++++ EXTRACT TO READ ++++

Reputation: 7989
I am on the lookout for two R functions that would perform the following string rearrangements: (1) place the parts following a ", " in a string at the start of a string, e.g.
name="2,6-Octadien-1-ol, 3,7-dimethyl-, (E)-"
should yield
"(E)-3,7-dimethyl-2,6-Octadien-1-ol"
(note that there could be any number of ", " in a string, or none at all, and that the parts after the ", " should be placed at the start of the string successively, starting from the end of the string. What would be the most efficient way of achieving this in R (without using loops etc)?
(2) place the parts between "<" and ">" at the start of a string and remove any ", ". E.g.
name="Pyrazine <2-acetyl-, 3-ethyl->"
should yield
"2-acetyl-3-ethyl-Pyrazine"
(this is a simpler gsub problem, right?) The part between the "<" and ">" could be in any place in the string though. E.g.
name="Cyclohexanol <4-tertbutyl-> acetate"
should yield
"4-tertbutyl-Cyclohexanol acetate"
Any thoughts would be welcome!
cheers, Tom
Upvotes: 0
Views: 173
Reputation: 81703
For the first problem:
name <- c("2,6-Octadien-1-ol, 3,7-dimethyl-, (E)-",
"2,6-Octadien-1-ol,3,7-dimethyl-,(E)-")
sapply(strsplit(name, "(?<!\\d), ?", perl = TRUE), function(x)

++++ INFORMATION PROVIDED ++++

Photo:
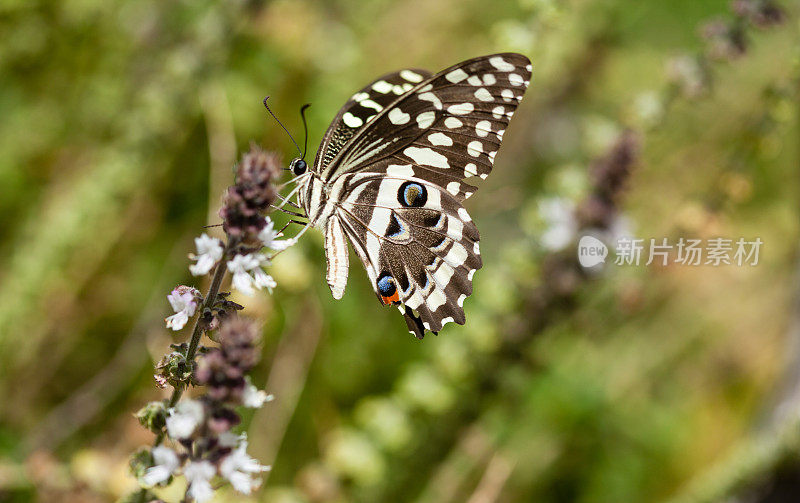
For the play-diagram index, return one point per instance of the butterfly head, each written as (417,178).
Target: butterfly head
(298,167)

++++

* PROBLEM TO SOLVE *
Using the thread on rearranging chemical names in R, answer these:
1. What output string should "2,6-Octadien-1-ol, 3,7-dimethyl-, (E)-" produce?
2. Besides moving the part between "<" and ">" to the start, what should the second function remove?
3. How many views does the thread show?
The listing can be ignored here.

* OUTPUT OF THE TASK *
1. "(E)-3,7-dimethyl-2,6-Octadien-1-ol"
2. Any ", "
3. 173